> Exercise input:
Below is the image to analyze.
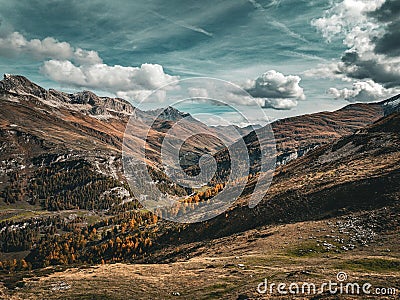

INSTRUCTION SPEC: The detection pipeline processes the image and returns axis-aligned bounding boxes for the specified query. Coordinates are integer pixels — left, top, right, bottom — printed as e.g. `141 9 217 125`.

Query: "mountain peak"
0 74 48 98
71 90 100 105
149 106 190 121
0 74 134 116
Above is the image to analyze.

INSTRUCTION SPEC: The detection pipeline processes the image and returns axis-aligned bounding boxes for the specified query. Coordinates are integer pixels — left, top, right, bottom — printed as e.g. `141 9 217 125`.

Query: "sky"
0 0 399 125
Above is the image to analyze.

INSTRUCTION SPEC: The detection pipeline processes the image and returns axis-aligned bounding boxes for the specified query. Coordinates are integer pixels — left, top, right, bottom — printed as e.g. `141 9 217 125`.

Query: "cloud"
303 62 348 80
369 0 400 57
328 80 396 102
268 19 309 43
181 71 305 110
248 0 308 43
0 31 178 102
308 0 400 88
0 31 102 65
245 70 305 100
337 49 400 87
41 60 179 101
240 70 305 110
311 0 385 42
224 93 265 107
263 98 298 110
73 48 103 65
150 10 213 37
116 90 167 103
187 83 265 107
188 87 209 99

> Problem details:
Omit the pictures, and quote the material above exactly as given.

> Solution for this task:
Below is the image to analyze.

INSTRUCTION SPEC: The detection pipeline processes the image and returns axis-aligned bounding boxes for the specified query. Coordinates are integer pixels — left, top, right, bottom — printed as e.g. `141 9 217 125`.

Query: "mountain peak"
0 74 48 98
71 90 100 105
149 106 190 121
0 74 134 116
Above is the image to analyze.

INSTRUCTION SPEC: The detection pipeline processes the image and returns axis-aligned bounding boxes for the specified query. Coordinates are integer pixels — left, top, right, bottom — printed as e.g. `141 9 217 125`.

Query: "sky"
0 0 399 125
Above is the image to analyze.

INSTRUCTION SPEC: The detection pipeline processes the image and returns axis-aligned bounding boxes for the specified query. Coordinates are integer pixels — left, top, right, bottom — printed as e.g. `141 9 217 125`.

Query: "cloud"
303 62 348 80
369 0 400 57
328 80 396 102
268 19 309 43
181 71 305 110
248 0 308 43
0 31 178 102
308 0 400 88
0 31 102 65
245 70 305 100
337 49 400 87
41 60 179 101
240 70 305 110
311 0 385 42
224 93 265 107
263 98 298 110
73 48 103 65
150 10 213 37
116 90 167 103
187 83 265 107
188 87 209 99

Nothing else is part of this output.